— BEGIN —

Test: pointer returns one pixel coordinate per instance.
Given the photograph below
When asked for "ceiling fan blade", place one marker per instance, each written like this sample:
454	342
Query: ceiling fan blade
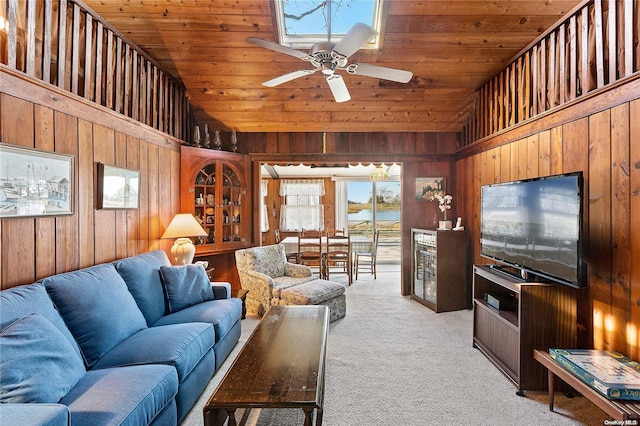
401	76
354	39
288	77
278	48
338	88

— END —

Objective →
Reproduce every entry word for word, but omit the pictures.

Task output →
Test: pointer returns one pixel coordinate per instance.
Given the photograph below
When asked for "ceiling fan blade", place one marker per instance, each written like this sample:
454	342
Query: ceiling fan blade
401	76
354	39
288	77
278	48
338	88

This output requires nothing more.